start SOURCE RECORDS
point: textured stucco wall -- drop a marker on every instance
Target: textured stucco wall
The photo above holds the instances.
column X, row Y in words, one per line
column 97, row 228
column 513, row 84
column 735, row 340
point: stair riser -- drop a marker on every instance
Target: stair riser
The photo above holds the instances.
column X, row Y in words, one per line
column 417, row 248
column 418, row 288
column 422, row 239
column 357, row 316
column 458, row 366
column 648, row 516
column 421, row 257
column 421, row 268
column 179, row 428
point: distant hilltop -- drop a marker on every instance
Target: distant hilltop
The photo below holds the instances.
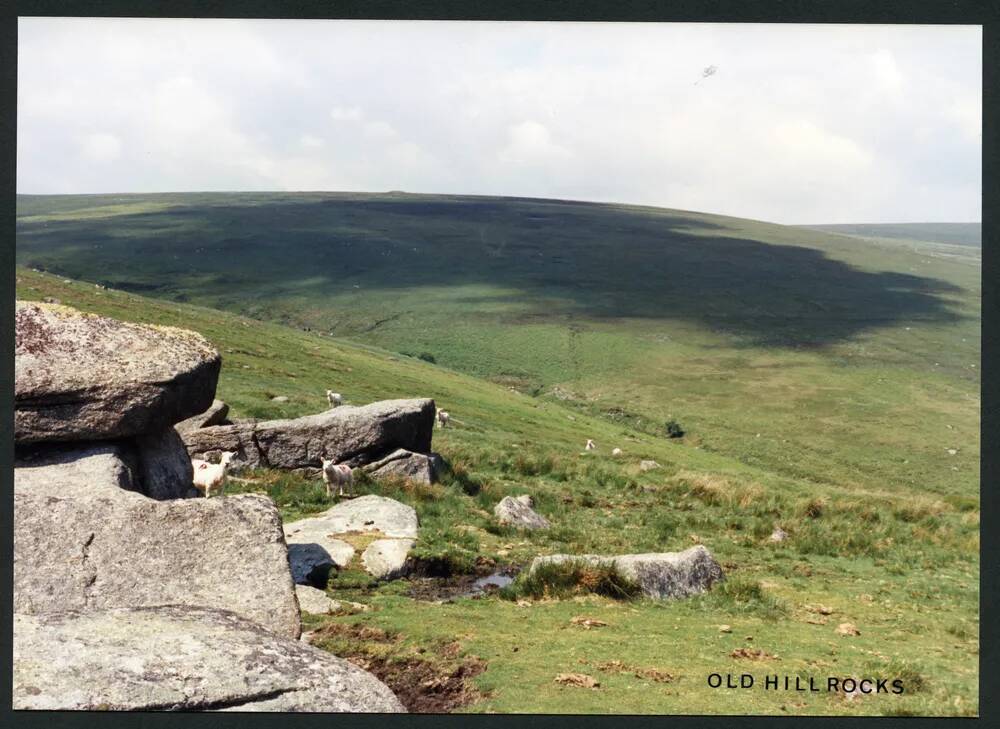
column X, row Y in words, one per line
column 960, row 234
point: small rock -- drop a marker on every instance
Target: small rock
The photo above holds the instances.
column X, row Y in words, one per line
column 577, row 679
column 314, row 601
column 518, row 512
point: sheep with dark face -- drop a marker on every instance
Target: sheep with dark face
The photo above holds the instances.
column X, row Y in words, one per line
column 208, row 476
column 339, row 475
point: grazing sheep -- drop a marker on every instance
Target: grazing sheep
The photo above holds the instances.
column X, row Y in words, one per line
column 339, row 474
column 209, row 475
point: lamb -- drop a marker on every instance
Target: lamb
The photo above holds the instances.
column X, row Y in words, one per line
column 339, row 474
column 443, row 417
column 209, row 475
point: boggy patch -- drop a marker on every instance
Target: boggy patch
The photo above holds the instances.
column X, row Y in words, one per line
column 423, row 686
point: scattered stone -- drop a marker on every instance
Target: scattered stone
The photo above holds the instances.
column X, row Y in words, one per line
column 415, row 467
column 385, row 559
column 215, row 415
column 117, row 548
column 346, row 434
column 164, row 466
column 519, row 512
column 577, row 679
column 84, row 377
column 181, row 658
column 754, row 654
column 662, row 575
column 314, row 601
column 588, row 623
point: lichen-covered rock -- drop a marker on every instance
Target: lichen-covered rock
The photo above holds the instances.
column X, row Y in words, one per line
column 180, row 658
column 351, row 435
column 660, row 575
column 81, row 377
column 164, row 466
column 385, row 559
column 415, row 467
column 215, row 415
column 519, row 512
column 118, row 548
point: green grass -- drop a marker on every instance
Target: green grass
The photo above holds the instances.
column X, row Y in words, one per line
column 820, row 381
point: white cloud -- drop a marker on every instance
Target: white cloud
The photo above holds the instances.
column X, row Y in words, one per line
column 101, row 148
column 799, row 124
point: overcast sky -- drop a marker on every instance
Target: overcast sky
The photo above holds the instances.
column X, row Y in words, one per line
column 800, row 123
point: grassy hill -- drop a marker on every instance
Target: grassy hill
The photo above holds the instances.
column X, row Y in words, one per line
column 960, row 234
column 822, row 381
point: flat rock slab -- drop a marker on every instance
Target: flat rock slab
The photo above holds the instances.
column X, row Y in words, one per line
column 519, row 512
column 346, row 434
column 415, row 467
column 180, row 658
column 661, row 575
column 85, row 377
column 385, row 559
column 122, row 549
column 314, row 546
column 75, row 470
column 215, row 415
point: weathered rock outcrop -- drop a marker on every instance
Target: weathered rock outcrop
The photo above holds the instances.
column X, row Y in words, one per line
column 164, row 466
column 401, row 463
column 315, row 545
column 661, row 575
column 351, row 435
column 84, row 377
column 215, row 415
column 519, row 512
column 180, row 658
column 117, row 548
column 75, row 470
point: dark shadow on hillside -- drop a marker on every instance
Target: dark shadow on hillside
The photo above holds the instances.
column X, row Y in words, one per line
column 563, row 259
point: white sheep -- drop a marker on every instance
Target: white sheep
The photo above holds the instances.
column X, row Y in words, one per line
column 443, row 417
column 339, row 474
column 209, row 475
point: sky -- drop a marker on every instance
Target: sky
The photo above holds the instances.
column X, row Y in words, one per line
column 798, row 124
end SOURCE RECORDS
- [TASK BRIEF]:
Write out all of the material above word for word, line by line, and leave the pictures out.

- [RESULT OF THE EXERCISE]:
point: textured stucco wall -- drop a marker on every instance
Target: textured stucco wall
The photo above holds the instances.
column X, row Y in words, one per line
column 97, row 228
column 513, row 84
column 735, row 340
point: stair riser -- drop a marker on every instance
Target: stair riser
The photo above holds the instances.
column X, row Y in words, one per line
column 417, row 248
column 418, row 288
column 422, row 239
column 357, row 316
column 458, row 366
column 648, row 516
column 421, row 257
column 421, row 268
column 179, row 428
point: distant hilltop -- drop a marker on every instance
Target: distant hilltop
The photo below holds the instances.
column X, row Y in words, one per line
column 960, row 234
point: small rock -- drop a marker on every instance
Target: small rock
The photo above holds the instances.
column X, row Y in words, one per line
column 577, row 679
column 314, row 601
column 518, row 512
point: sheep with dark face -- drop a marker on every instance
Target: sheep with dark face
The photo above holds the instances.
column X, row Y in words, one per line
column 208, row 476
column 339, row 475
point: grazing sheep -- drop a marker on every instance
Target: grazing sheep
The photo above holds the instances.
column X, row Y in words, one per line
column 339, row 474
column 209, row 475
point: lamb -- drop a marker on every instance
Target: lamb
The photo above holds the instances.
column X, row Y in words, one per line
column 339, row 474
column 443, row 417
column 209, row 475
point: boggy patch -- drop a marker on every instance
Target: boggy patch
The photo above holds the instances.
column X, row Y in words, one per line
column 423, row 686
point: scattered stone -- drop a marker on every instance
Target: scattered stone
The photo above holds the instances.
column X, row Y in words, one per line
column 415, row 467
column 385, row 559
column 215, row 415
column 117, row 548
column 346, row 434
column 164, row 466
column 519, row 512
column 577, row 679
column 84, row 377
column 181, row 658
column 754, row 654
column 662, row 575
column 314, row 601
column 588, row 623
point: lichen-covered rock -- drop a marker on every instance
Target: lichen-covered rock
The photo above holds the instances.
column X, row Y in words, one per line
column 180, row 658
column 351, row 435
column 660, row 575
column 81, row 377
column 164, row 466
column 385, row 559
column 415, row 467
column 215, row 415
column 519, row 512
column 118, row 548
point: green grass -- drop a marker on every instance
Target: green grass
The photo above holds the instances.
column X, row Y in words, one per line
column 820, row 381
point: white cloud -- drop a marker on every instance
Target: white cloud
The photo above holds the instances.
column X, row Y in words, one per line
column 101, row 148
column 799, row 124
point: overcast sky -- drop a marker on every instance
Target: overcast sky
The photo above holds the instances.
column X, row Y in words, one per line
column 800, row 123
point: grassy hill -- drop a marker on every instance
Target: grassy hill
The photo above holds the instances.
column X, row Y in words, one per line
column 960, row 234
column 822, row 381
point: flat rock slab -- drop a marker on every instance
Target: flat rock slab
The photo above holds the instances.
column X, row Y in words, one per line
column 519, row 512
column 346, row 434
column 415, row 467
column 180, row 658
column 661, row 575
column 85, row 377
column 385, row 559
column 122, row 549
column 314, row 546
column 75, row 470
column 215, row 415
point: weathered rock outcrop -- drop a marker on every instance
Target: weathered rock outcrop
The photo above holds the instances.
column X, row Y in words, one per line
column 164, row 466
column 401, row 463
column 315, row 545
column 661, row 575
column 351, row 435
column 84, row 377
column 215, row 415
column 519, row 512
column 180, row 658
column 117, row 548
column 75, row 470
point: dark shadow on hillside -- drop a marker on every instance
Target: dark shadow on hillside
The photo above holds the instances.
column X, row Y in words, one per line
column 563, row 259
point: white sheep -- drop a marker on every instance
Target: white sheep
The photo above holds the instances.
column X, row Y in words, one per line
column 443, row 417
column 339, row 474
column 209, row 475
point: sky -- drop a marker on every instance
Target: sky
The photo above holds the instances.
column X, row Y in words, one per line
column 798, row 124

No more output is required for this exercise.